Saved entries
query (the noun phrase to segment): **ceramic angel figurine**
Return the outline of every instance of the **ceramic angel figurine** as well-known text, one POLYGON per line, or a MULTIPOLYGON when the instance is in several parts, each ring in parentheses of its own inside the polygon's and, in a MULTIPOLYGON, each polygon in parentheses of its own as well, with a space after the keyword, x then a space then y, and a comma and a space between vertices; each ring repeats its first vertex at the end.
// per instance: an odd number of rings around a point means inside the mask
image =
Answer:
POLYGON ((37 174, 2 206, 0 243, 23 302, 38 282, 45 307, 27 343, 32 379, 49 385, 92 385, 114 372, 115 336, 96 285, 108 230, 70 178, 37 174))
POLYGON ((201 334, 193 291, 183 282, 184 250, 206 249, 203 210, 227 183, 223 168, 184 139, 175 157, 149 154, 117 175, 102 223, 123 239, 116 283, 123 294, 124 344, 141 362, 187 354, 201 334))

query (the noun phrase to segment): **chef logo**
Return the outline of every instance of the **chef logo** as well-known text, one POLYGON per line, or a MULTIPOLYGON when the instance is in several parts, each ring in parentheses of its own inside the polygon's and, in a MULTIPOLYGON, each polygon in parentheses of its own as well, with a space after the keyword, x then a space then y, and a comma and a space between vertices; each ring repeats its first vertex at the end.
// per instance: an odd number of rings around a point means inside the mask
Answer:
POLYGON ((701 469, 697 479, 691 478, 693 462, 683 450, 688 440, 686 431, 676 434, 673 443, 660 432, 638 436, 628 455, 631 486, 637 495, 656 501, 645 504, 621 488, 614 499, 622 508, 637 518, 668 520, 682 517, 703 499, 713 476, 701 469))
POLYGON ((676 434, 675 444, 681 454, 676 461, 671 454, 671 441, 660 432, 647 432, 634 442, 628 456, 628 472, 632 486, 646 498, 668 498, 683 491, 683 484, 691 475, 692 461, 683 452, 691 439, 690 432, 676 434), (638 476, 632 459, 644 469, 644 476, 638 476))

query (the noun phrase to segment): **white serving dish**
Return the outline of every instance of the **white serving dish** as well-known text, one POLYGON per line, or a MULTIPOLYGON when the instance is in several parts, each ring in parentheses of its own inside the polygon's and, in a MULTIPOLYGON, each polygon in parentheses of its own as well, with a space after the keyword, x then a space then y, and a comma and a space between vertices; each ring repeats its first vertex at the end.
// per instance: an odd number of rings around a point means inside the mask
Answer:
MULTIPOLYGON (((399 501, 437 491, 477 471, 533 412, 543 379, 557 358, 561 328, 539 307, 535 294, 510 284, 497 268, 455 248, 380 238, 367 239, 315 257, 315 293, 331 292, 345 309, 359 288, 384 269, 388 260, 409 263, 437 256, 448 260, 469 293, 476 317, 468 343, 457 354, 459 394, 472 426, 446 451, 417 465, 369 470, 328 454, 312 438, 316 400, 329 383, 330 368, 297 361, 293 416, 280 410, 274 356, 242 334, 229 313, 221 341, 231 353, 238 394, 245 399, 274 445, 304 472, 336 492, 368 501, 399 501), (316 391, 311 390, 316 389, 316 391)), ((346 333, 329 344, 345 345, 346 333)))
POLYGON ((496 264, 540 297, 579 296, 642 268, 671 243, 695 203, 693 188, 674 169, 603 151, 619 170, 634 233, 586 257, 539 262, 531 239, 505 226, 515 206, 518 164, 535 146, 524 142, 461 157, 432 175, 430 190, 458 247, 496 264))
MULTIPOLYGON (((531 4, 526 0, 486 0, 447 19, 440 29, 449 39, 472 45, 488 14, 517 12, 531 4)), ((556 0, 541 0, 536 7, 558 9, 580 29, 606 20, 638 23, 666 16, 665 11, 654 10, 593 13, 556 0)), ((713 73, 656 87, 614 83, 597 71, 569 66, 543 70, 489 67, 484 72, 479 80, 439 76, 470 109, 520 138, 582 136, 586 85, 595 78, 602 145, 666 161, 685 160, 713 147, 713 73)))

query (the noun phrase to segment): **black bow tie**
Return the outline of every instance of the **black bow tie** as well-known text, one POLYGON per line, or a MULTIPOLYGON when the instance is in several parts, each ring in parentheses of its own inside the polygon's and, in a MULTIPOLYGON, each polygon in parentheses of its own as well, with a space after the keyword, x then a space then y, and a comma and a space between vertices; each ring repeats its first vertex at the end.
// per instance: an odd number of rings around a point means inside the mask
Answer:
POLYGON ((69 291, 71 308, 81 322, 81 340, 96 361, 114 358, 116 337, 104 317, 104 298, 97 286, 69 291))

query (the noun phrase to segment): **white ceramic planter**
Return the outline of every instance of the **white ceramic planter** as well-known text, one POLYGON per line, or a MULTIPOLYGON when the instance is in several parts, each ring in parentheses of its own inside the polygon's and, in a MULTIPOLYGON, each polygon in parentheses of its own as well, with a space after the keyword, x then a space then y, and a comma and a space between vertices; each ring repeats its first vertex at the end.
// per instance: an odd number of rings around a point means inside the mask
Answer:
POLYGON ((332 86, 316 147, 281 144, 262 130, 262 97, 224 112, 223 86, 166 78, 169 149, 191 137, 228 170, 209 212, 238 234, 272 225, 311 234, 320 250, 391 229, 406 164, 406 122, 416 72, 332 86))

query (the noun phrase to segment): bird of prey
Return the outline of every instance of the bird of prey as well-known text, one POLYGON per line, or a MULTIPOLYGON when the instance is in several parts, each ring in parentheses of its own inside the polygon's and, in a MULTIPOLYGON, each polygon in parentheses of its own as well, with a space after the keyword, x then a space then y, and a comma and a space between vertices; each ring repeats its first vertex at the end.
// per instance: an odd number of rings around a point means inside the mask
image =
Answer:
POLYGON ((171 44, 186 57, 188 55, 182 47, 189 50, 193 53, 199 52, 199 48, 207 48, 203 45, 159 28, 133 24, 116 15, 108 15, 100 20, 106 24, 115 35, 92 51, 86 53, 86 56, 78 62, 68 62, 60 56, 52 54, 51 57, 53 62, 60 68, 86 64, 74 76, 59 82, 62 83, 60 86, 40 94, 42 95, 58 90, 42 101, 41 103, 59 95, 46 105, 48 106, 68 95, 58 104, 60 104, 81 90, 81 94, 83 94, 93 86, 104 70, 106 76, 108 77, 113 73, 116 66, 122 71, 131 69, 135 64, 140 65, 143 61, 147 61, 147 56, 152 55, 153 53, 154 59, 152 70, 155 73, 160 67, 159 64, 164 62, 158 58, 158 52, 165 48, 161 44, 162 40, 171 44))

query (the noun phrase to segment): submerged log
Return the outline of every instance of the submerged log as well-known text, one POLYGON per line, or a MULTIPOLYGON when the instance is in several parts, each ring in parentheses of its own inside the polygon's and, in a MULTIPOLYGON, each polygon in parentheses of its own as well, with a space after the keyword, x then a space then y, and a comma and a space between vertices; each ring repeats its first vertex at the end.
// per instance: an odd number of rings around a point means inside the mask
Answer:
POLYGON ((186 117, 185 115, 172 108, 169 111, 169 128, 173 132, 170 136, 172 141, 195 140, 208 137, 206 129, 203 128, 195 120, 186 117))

• **What this task involves**:
Can you rewrite the listing above with each "noun phrase" changed to "search term" and everything else left the same?

• **Exercise response**:
query (the search term to segment): **ceramic angel figurine**
Return the outline of every instance of the **ceramic angel figurine** as well-known text, one POLYGON per line, or a MULTIPOLYGON when the instance is in several parts, each ring in parentheses of its own inside the polygon's and, in a MULTIPOLYGON, each polygon in parentheses of its own as well, with a space after the keyword, x then a space then y, and a comma and a space between vertices; each ring repeats its first vertex at the end.
// per instance: an odd number of rings around a point means inside the mask
image =
Answer:
POLYGON ((37 174, 2 206, 0 243, 23 302, 38 282, 45 307, 27 343, 32 379, 49 385, 92 385, 114 372, 115 336, 96 285, 108 230, 70 178, 37 174))
POLYGON ((201 334, 193 291, 183 282, 184 250, 206 249, 203 210, 227 183, 223 168, 184 139, 175 157, 149 154, 117 175, 102 223, 123 239, 116 283, 123 294, 124 344, 141 362, 187 354, 201 334))

query (the search term to segment): **chef logo**
Return the outline of every instance of the **chef logo** as well-known text, one POLYGON per line, or a MULTIPOLYGON when the instance is in several parts, each ring in parentheses of its own inside the polygon's and, in a MULTIPOLYGON, each polygon in parentheses of its own as well, with a space after the keyword, x then a space then y, and a comma and a space between vertices; each ring repeats its first vertex at the end.
// per instance: an odd number of rings around a point means inside the mask
Answer:
POLYGON ((701 469, 697 479, 691 478, 693 462, 683 450, 688 440, 686 431, 676 434, 673 443, 660 432, 638 436, 628 455, 631 486, 637 495, 656 501, 645 504, 621 488, 614 499, 622 508, 637 518, 668 520, 682 517, 703 499, 713 476, 701 469))
POLYGON ((676 434, 675 444, 681 454, 676 461, 671 454, 671 441, 660 432, 647 432, 634 442, 628 456, 628 472, 632 486, 646 498, 668 498, 683 491, 683 484, 691 475, 692 461, 683 452, 691 439, 690 432, 676 434), (638 476, 632 459, 644 469, 644 476, 638 476))

query (the search term to segment): **white serving dish**
Return the outline of every instance of the **white serving dish** as well-known text, one POLYGON per line, or a MULTIPOLYGON when the instance is in several parts, each ring in parentheses of its own inside the polygon's and, in a MULTIPOLYGON, each polygon in parentheses of its own as well, with a space after the keyword, x then a space then y, and a comma and a space between vertices; each ring repeats its first vertex at the end.
// per instance: an odd number of rings around a point means inside the mask
Answer:
MULTIPOLYGON (((399 501, 437 491, 477 471, 533 412, 543 379, 557 358, 561 328, 539 307, 535 294, 510 284, 497 268, 455 248, 380 238, 367 239, 315 257, 315 293, 331 292, 345 309, 359 288, 384 269, 388 260, 409 263, 437 256, 448 260, 469 293, 476 317, 468 343, 457 354, 459 394, 472 426, 446 451, 417 465, 369 470, 328 454, 312 438, 316 400, 329 383, 330 368, 297 361, 293 416, 280 410, 274 356, 242 334, 229 313, 221 341, 231 353, 238 394, 245 399, 274 445, 304 472, 336 492, 368 501, 399 501), (316 391, 311 390, 316 389, 316 391)), ((346 333, 329 344, 345 345, 346 333)))
POLYGON ((496 264, 540 297, 579 296, 642 268, 671 243, 695 203, 693 188, 674 169, 603 151, 619 170, 634 233, 586 257, 539 262, 531 239, 505 226, 515 206, 518 164, 535 146, 524 142, 461 157, 432 175, 430 190, 458 247, 496 264))
MULTIPOLYGON (((531 4, 526 0, 486 0, 447 19, 440 29, 449 39, 472 45, 488 14, 517 12, 531 4)), ((556 0, 541 0, 536 7, 558 9, 580 29, 606 20, 638 23, 666 16, 665 11, 654 10, 593 13, 556 0)), ((713 73, 656 87, 614 83, 597 71, 569 66, 543 70, 489 67, 484 72, 479 80, 439 76, 470 109, 520 138, 582 136, 586 85, 595 78, 602 145, 666 161, 685 160, 713 147, 713 73)))

query (the search term to segment): **black bow tie**
Return the outline of every instance of the **black bow tie** as well-known text, one POLYGON per line, or a MULTIPOLYGON when the instance is in several parts, each ring in parentheses of its own inside the polygon's and, in a MULTIPOLYGON, each polygon in parentheses of its own as well, with a space after the keyword, x then a space then y, and a comma and a space between vertices; each ring repeats its first vertex at the end.
// per instance: an odd number of rings around a point means inside the mask
Answer:
POLYGON ((69 291, 71 308, 81 322, 81 340, 96 361, 114 358, 116 337, 104 317, 104 298, 97 286, 69 291))

query (the search term to segment): **white ceramic planter**
Return the outline of every instance of the **white ceramic planter** as well-known text, one POLYGON per line, or a MULTIPOLYGON when the instance is in several parts, each ring in parentheses of its own inside the polygon's and, in a MULTIPOLYGON, each polygon in parentheses of its own as well, with a space after the keyword, x then a space then y, and a comma and a space between vertices; each ring repeats its first vertex at the end.
// per instance: an odd number of rings around a point means inside the mask
Answer:
POLYGON ((332 86, 316 147, 281 144, 262 130, 262 97, 224 112, 223 86, 166 78, 169 149, 191 137, 228 170, 209 212, 238 234, 272 225, 311 234, 320 250, 391 229, 406 164, 406 122, 416 72, 332 86))

query (the search term to segment): bird of prey
Return the outline of every instance of the bird of prey as well-known text, one POLYGON per line, or a MULTIPOLYGON when the instance is in several parts, each ring in parentheses of its own inside the polygon's and, in a MULTIPOLYGON, each polygon in parentheses of its own as well, with a space after the keyword, x then a space then y, and a comma and a space between vertices; each ring repeats its first vertex at the end.
// per instance: an odd number of rings around a point means inside the mask
image =
Answer:
POLYGON ((171 44, 186 57, 188 55, 182 47, 189 50, 193 53, 199 52, 199 48, 207 48, 203 45, 159 28, 133 24, 116 15, 108 15, 100 20, 106 24, 115 35, 92 51, 86 53, 86 56, 78 62, 68 62, 60 56, 52 54, 51 57, 53 62, 60 68, 86 64, 74 76, 59 82, 62 83, 60 86, 40 94, 42 95, 58 90, 42 101, 41 103, 59 95, 46 105, 48 106, 68 95, 58 104, 60 104, 81 90, 81 94, 83 94, 93 86, 104 70, 106 76, 108 77, 113 73, 116 66, 122 71, 131 69, 135 64, 140 65, 143 61, 147 61, 147 56, 152 55, 153 53, 154 59, 152 70, 155 73, 160 67, 159 64, 164 62, 158 58, 158 52, 165 48, 161 44, 162 40, 171 44))

query (the search term to segment): submerged log
Return the outline of every instance of the submerged log as well-known text, one POLYGON per line, or a MULTIPOLYGON when the instance is in several parts, each ring in parentheses of its own inside the polygon's and, in a MULTIPOLYGON, each polygon in parentheses of its own as well, with a space after the keyword, x then a space then y, and a comma and a space between vertices; each ring repeats its first vertex at the end.
// per instance: an odd number of rings around a point means inside the mask
Answer:
POLYGON ((186 117, 185 115, 172 108, 169 111, 169 128, 173 132, 170 136, 172 141, 195 140, 208 137, 206 129, 203 128, 195 120, 186 117))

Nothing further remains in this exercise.